Stated goal -
Turn the records into a numbered list, skipping blank lines, starting with the line that contains "Point to the shell" and continuing through the end of the records.

Stored dataset items:
========

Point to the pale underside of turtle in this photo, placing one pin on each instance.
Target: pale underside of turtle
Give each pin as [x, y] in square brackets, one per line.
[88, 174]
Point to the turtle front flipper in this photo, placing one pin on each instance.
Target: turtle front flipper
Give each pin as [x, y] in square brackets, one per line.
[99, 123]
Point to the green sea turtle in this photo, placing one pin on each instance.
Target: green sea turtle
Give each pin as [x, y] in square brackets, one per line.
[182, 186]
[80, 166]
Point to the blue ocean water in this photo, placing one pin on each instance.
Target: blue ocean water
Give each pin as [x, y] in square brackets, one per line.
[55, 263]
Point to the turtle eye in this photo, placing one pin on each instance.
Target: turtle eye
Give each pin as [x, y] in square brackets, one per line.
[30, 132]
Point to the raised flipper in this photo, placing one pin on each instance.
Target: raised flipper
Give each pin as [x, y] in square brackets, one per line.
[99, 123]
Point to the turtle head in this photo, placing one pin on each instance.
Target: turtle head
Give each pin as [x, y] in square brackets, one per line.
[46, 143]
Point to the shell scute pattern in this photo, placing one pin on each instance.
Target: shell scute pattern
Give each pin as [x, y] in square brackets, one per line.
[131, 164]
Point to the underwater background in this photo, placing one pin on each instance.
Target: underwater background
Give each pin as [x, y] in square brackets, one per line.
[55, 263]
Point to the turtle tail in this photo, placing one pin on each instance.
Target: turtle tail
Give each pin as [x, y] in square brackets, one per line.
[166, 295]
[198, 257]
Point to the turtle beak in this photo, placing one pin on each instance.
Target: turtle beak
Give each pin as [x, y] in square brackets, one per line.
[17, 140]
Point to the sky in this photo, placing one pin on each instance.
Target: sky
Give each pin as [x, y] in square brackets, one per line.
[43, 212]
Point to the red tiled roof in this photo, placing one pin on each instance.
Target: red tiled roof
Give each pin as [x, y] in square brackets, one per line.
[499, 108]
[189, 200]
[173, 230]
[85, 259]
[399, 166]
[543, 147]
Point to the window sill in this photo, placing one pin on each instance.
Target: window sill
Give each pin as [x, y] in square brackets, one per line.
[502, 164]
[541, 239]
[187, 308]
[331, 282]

========

Output for this task -
1. Point to the shell scute pattern in this photo, placing one pin on each instance.
2. Target: shell scute pattern
3. Give each pin as [x, y] in square brackets, one per line.
4. [131, 164]
5. Point to the underwater background in this photo, placing one pin on each instance.
6. Target: underwater background
7. Give each pin as [x, y] in square brackets, one per line.
8. [55, 263]
9. Point to the turtle tail in this photo, placing one pin on each instance.
10. Target: turtle tail
11. Give each pin as [x, y] in square brackets, one per line.
12. [166, 295]
13. [198, 257]
14. Point to the turtle beak in this photo, placing one pin on each instance.
15. Target: turtle beak
16. Give each pin as [x, y] in square brackets, one per line.
17. [17, 140]
18. Point to the sky in this photo, placing one pin on each instance.
19. Target: sky
20. Give each pin as [x, y] in square brackets, one per line.
21. [43, 212]
22. Point to the red tiled roof in this photo, placing one pin on each instance.
23. Target: red tiled roof
24. Give each pin as [x, y] in square brackets, one per line.
25. [499, 108]
26. [189, 200]
27. [173, 230]
28. [85, 259]
29. [399, 166]
30. [543, 147]
31. Point to the window sill in this photo, placing one pin on each instance.
32. Target: window sill
33. Give each pin as [x, y] in square brackets, one per line.
34. [502, 164]
35. [541, 239]
36. [187, 308]
37. [331, 282]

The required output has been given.